Extract

Middlesbrough recall the good times on Steve McClaren’s return with Derby

Steve McClaren's Derby are top of the Championship going into Saturday's meeting with Middlesbrough
Steve McClaren's Derby are top of the Championship going into Saturday's meeting with Middlesbrough. Photograph: Matt Bunn/BPI/Rex

A familiar figure will step out of the tunnel at the Riverside Stadium on Saturday lunchtime and, almost certainly, meet a wall of warm applause. For a moment it may seem as if the clock has been rewound to the most successful chapter in Middlesbrough’s history but Steve McClaren will then take his seat in the away dugout.

If a lot has happened to Derby County’s manager in the eight years since he swapped Middlesbrough for England, the days when Boro fans sang “We’re just a small town in Europe” as they headed for the 2006 Uefa Cup final are long gone. While McClaren’s time in charge of the national team is probably best forgotten, he subsequently, and against all odds, led Twente to the Dutch title for the first time.

Next came unwise involvements with clubs undermined by toxic off-field politics, prompting unsuccessful stints at Wolfsburg and Nottingham Forest. Boro, too, experienced disappointment as Gareth Southgate, Gordon Strachan and Tony Mowbray variously struggled and, almost imperceptibly, they slipped into the Championship and out of the spotlight.

In a slice of uncanny symmetry things began looking up for both parties last autumn as McClaren made an evocative return to Derby, the club he had once graced as a sweet-passing, if rather one-paced, midfielder and later an innovative assistant manager.

Boro hired another mud-on-boots tracksuit coach in Aitor Karanka, whose previous job had been assisting José Mourinho at Real Madrid. Like McClaren in the east Midlands the Spaniard is proving a very good fit on Teesside and his team sit only two points and three places beneath table-topping Derby.

With the pair in charge of arguably the division’s two most attractive teams and strongest title contenders, Saturday lunchtime’s tactical duel promises to be compelling. “It’s not going to define our season or win or lose us promotion but we’re going to learn a lot more about our team,” says McClaren whose side, beaten play-off finalists last season, are at home to Chelsea in a Capital One Cup quarter-final on Tuesday. “It’s a real test.”

While Mourinho can expect a detailed debrief from Karanka, still a close friend, the Boro manager’s priority is outwitting his most celebrated predecessor.

Hindsight suggests the days when Boro won the League Cup, reached that Uefa Cup final and signed players of the calibre of Gaizka Mendieta were taken almost for granted on Teesside. At the time McClaren – greeted enthusiastically before Derby lost 1-0 at the Riverside in April – was not universally popular among fans and tended to polarise opinion, his apparent fixation with creating a positive media image sometimes obscuring the engaging, surprisingly down-to-earth, character within.

Almost everyone agrees Karanka is by far the best thing to have happened to the club since 2006, even if one recent decision jarred. It will be strange not to see Craig Hignett in the home dugout. A former Boro player, Hignett served as a conduit between manager and dressing room, his ready Scouse wit easing tensions, and had been regarded as a key figure until last week’s sudden, surprise announcement that he had departed.

The reasons behind the split remain unknown but, for the moment at least, fears that Hignett’s exit could prove detrimental were allayed as Boro won 5-1 at Millwall last Saturday. Partly thanks to clever use of the loan market and partly because of his excellent coaching honing homegrown talent, Karanka – who will watch from the stands on Saturday while serving a one-match touchline ban for improper conduct, namely pushing a fourth official – has assembled a strong squad.

Adam Reach, an academy graduate, ranks among its leading lights. “The Millwall display had been in the pipeline,” says the increasingly admired winger. “We clicked. It was an important win which sends out a clear message that we’re ready to get back into the Premier League.”

His manager is slightly more cautious. “Derby are the best team in the league so it’s going to be very difficult,” Karanka says. “They’re coached by Steve McClaren every day and every single day they’re improving – but when we play in the way we know we can we can beat anyone.”

Data supplied
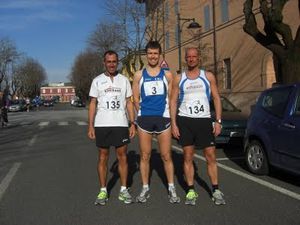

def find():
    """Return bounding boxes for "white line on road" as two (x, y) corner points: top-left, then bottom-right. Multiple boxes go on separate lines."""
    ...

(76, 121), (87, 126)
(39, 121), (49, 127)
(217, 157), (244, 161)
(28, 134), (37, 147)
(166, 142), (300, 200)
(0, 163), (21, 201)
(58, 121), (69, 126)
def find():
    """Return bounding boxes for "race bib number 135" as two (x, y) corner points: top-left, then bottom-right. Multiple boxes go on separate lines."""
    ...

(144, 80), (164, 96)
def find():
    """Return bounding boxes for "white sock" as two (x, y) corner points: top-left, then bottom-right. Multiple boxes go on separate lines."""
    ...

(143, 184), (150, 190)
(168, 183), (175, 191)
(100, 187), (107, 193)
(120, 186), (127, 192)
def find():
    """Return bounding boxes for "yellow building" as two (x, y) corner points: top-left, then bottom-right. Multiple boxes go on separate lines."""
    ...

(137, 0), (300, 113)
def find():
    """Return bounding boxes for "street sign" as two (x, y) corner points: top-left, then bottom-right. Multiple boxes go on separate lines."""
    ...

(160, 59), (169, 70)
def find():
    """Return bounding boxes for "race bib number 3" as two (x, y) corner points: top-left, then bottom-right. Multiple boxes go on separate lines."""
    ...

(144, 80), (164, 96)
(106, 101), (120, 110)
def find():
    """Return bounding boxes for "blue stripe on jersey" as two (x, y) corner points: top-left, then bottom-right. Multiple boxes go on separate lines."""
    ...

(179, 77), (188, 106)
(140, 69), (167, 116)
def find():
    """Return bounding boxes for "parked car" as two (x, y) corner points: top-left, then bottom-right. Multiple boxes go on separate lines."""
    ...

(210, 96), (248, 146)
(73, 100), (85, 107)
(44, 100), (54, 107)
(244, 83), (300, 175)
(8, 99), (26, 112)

* * *

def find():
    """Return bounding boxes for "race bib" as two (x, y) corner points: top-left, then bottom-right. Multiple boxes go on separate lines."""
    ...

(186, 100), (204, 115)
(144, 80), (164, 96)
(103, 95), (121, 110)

Assigned task 1
From the article on Steve McClaren's return to Middlesbrough, set down the passage starting at "Hindsight suggests the" and ending at "down-to-earth, character within.".
Assigned task 2
Using the article on McClaren's return to Middlesbrough, decide whether each statement agrees with it. Answer yes or no and quote the words that settle it.
(a) Derby lost 1-0 at the Riverside in April.
(b) Karanka will be in the home dugout on Saturday.
(c) McClaren led Twente to their first Dutch title.
Assigned task 3
Answer these questions from the article on McClaren's return to Middlesbrough.
(a) Whom do Derby host in a Capital One Cup quarter-final on Tuesday?
(b) What was the score when Boro won at Millwall last Saturday?
(c) Whom was Karanka assisting in his previous job?

Exercise response 1
Hindsight suggests the days when Boro won the League Cup, reached that Uefa Cup final and signed players of the calibre of Gaizka Mendieta were taken almost for granted on Teesside. At the time McClaren – greeted enthusiastically before Derby lost 1-0 at the Riverside in April – was not universally popular among fans and tended to polarise opinion, his apparent fixation with creating a positive media image sometimes obscuring the engaging, surprisingly down-to-earth, character within.

Exercise response 2
(a) Yes: "greeted enthusiastically before Derby lost 1-0 at the Riverside in April"
(b) No: "will watch from the stands on Saturday while serving a one-match touchline ban for improper conduct"
(c) Yes: "led Twente to the Dutch title for the first time"

Exercise response 3
(a) Chelsea
(b) 5-1
(c) José Mourinho at Real Madrid